**WHAT TO PRODUCE**
Repeat the records word for word, from the line with "Find every shoreline." to the line with "Find every statue shoulder.", including both of those lines.

**EXTRACTED MATERIAL**
(begin)
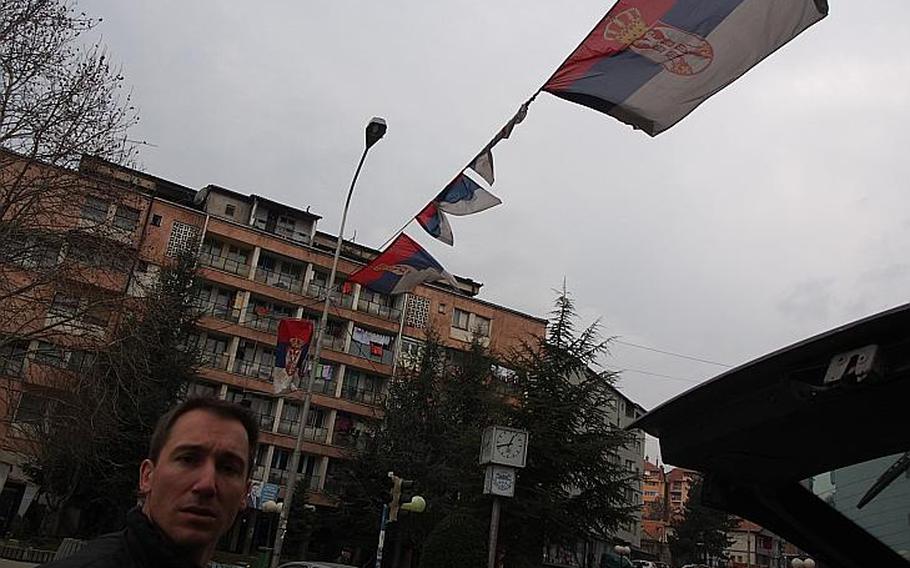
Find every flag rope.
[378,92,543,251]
(end)
(begin)
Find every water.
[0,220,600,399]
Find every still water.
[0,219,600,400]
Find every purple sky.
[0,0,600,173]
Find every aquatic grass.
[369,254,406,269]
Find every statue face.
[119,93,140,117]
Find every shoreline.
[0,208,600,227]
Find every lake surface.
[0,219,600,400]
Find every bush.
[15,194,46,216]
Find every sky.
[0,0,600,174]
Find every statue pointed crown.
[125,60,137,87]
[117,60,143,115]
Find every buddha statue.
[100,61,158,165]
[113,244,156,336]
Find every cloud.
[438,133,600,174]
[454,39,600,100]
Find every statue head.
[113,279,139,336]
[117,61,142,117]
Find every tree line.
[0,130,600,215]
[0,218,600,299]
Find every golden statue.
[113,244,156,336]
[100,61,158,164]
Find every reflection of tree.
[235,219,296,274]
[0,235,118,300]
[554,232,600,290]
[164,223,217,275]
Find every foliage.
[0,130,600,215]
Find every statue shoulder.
(end)
**FINAL RESULT**
Find every shoreline.
[0,208,600,227]
Find every lake surface.
[0,219,600,400]
Find every bush.
[15,194,46,216]
Find every sky.
[0,0,600,174]
Find every statue pointed crown.
[125,60,137,87]
[117,60,143,115]
Find every buddha statue.
[100,61,158,165]
[113,244,156,336]
Find every cloud.
[438,133,600,174]
[454,39,600,100]
Find every statue head.
[113,279,139,336]
[117,61,142,117]
Find every tree line.
[0,130,600,215]
[0,218,600,299]
Find every golden statue.
[113,244,156,336]
[100,61,158,164]
Find every reflection of tree.
[235,219,296,274]
[0,235,118,300]
[554,232,600,290]
[164,223,217,275]
Find every foliage.
[0,130,600,215]
Find every statue shoulder.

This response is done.